■ **YOUR INSTRUCTIONS**:
Copy the data below, substituting "object" for every occurrence of "instance" and changing nothing else.

■ **EXERCISE DATA**:

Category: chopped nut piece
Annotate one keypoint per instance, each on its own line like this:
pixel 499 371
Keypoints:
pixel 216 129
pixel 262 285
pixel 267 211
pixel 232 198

■ **ANSWER TO THE PROBLEM**:
Category: chopped nut piece
Annotate one keypoint per object, each on its own line like this:
pixel 499 371
Keypoints:
pixel 216 129
pixel 262 285
pixel 267 211
pixel 232 198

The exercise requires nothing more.